→ **THE REQUEST**
According to the biography of Egidio Nkaijanabwo below, where was he ordained a priest?

→ **TEXT SECTION**
========================================================================

Egidio Nkaijanabwo (born 29 August 1935), is a Ugandan Roman Catholic priest who served as Bishop of the Roman Catholic Diocese of Kasese, from 6 March 1989 until 15 April 2014.

Background and priesthood
Nkaijanabwo was born on 29 August 1935 in Rugazi, in present-day Rubirizi District, in the Western Region of Uganda. He was ordained a priest on 28 May 1961, at Liverpool Metropolitan Cathedral, in Liverpool, United Kingdom. He served as priest until 6 March 1989.

As bishop
He was appointed Bishop of Roman Catholic Diocese of Kasese on 6 March 1989	and was consecrated a bishop at Kasese on 17 June 1989 by Cardinal Emmanuel Kiwanuka Nsubuga, Archbishop of the Roman Catholic Archdiocese of Kampala, assisted by Bishop Serapio Bwemi Magambo†, Bishop of Fort Portal and Bishop John Baptist Kakubi†, Bishop of Mbarara.

========================================================================

Raw records:
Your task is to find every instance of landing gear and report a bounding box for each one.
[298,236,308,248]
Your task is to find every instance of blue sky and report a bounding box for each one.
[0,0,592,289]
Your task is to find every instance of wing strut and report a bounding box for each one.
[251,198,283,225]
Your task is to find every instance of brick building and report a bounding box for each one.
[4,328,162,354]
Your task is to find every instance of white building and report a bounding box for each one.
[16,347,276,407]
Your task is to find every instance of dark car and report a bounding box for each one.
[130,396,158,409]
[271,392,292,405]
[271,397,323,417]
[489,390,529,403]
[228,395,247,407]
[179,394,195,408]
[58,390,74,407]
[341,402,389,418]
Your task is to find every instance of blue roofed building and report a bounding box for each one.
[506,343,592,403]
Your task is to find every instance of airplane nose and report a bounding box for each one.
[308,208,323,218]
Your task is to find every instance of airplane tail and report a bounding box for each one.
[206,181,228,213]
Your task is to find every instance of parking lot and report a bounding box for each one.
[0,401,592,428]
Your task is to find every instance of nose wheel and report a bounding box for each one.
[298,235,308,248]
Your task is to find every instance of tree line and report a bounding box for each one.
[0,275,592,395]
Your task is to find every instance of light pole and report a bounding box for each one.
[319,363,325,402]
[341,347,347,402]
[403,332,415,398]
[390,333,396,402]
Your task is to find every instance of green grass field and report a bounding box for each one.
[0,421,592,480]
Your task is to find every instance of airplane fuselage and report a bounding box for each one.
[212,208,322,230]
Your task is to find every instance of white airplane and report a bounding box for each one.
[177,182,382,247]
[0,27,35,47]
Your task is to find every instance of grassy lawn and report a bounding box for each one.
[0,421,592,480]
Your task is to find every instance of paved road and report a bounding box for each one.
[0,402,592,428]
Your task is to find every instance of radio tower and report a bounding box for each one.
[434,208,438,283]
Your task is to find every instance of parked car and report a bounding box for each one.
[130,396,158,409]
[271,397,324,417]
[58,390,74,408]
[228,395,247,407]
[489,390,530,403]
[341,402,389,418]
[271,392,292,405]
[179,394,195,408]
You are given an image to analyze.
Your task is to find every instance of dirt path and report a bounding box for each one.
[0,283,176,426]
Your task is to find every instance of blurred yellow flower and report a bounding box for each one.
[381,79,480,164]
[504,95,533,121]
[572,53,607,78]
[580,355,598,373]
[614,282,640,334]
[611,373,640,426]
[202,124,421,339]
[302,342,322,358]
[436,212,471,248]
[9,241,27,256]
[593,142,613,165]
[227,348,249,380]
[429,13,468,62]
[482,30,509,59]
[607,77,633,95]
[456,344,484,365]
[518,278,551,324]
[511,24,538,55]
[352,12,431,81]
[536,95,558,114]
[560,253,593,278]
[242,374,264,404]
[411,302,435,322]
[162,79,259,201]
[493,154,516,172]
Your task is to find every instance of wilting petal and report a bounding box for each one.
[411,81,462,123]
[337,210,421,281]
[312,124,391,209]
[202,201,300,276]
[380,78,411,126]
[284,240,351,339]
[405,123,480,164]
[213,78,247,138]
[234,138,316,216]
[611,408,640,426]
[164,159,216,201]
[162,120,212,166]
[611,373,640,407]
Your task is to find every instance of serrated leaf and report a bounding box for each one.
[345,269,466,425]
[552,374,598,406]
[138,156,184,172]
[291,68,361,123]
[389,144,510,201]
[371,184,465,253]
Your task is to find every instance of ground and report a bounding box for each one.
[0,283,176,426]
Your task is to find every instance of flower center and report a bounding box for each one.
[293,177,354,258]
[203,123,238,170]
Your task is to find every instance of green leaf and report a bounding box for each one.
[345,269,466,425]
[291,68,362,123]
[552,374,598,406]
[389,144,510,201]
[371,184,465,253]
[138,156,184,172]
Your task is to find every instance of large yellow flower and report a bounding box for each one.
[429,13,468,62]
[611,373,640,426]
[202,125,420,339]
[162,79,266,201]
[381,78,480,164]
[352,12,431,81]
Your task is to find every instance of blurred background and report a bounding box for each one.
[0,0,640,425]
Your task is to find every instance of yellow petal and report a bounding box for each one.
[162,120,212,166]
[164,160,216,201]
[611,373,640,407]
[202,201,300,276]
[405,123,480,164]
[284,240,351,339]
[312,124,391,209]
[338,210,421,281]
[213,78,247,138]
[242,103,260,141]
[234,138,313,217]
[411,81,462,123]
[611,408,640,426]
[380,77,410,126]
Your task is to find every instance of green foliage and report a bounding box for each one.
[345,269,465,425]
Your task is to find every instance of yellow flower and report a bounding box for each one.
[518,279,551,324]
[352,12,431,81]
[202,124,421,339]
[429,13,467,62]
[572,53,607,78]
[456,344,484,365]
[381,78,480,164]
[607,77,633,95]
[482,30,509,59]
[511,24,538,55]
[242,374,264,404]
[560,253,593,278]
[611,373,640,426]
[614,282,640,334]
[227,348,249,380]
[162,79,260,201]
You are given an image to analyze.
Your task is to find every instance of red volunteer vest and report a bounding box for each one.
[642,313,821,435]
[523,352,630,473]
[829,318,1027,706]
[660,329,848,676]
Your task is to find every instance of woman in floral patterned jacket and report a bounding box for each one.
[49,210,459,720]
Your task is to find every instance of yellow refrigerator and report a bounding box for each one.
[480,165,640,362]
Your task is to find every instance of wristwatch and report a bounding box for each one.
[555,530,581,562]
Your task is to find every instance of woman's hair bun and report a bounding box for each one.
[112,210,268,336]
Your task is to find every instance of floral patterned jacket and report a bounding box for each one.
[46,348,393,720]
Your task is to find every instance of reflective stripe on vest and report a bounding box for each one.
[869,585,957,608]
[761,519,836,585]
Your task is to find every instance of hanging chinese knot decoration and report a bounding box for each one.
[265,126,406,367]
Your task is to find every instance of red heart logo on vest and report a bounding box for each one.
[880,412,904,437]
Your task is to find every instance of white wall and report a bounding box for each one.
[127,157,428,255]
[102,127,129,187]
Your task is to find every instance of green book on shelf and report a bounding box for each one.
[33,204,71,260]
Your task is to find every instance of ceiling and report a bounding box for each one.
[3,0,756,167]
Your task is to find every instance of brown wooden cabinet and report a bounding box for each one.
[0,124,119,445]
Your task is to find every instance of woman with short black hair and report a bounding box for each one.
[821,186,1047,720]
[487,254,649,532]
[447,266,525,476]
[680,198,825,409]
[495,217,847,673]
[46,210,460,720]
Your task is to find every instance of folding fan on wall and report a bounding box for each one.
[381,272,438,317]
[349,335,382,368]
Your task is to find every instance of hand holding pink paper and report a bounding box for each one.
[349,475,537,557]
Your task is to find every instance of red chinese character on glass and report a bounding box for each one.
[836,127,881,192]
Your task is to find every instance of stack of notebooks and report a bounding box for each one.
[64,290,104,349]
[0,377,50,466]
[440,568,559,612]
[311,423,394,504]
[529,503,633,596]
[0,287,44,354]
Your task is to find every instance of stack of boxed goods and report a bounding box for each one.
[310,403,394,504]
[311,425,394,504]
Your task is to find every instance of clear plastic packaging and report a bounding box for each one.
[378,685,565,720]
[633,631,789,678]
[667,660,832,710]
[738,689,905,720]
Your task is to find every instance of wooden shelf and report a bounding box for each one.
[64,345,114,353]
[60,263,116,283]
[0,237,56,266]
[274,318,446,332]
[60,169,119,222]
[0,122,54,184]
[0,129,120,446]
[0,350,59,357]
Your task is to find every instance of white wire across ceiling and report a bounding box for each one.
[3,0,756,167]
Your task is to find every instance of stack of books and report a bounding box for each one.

========================================================================

→ **SOLUTION TO THE EXERCISE**
At Liverpool Metropolitan Cathedral, in Liverpool, United Kingdom.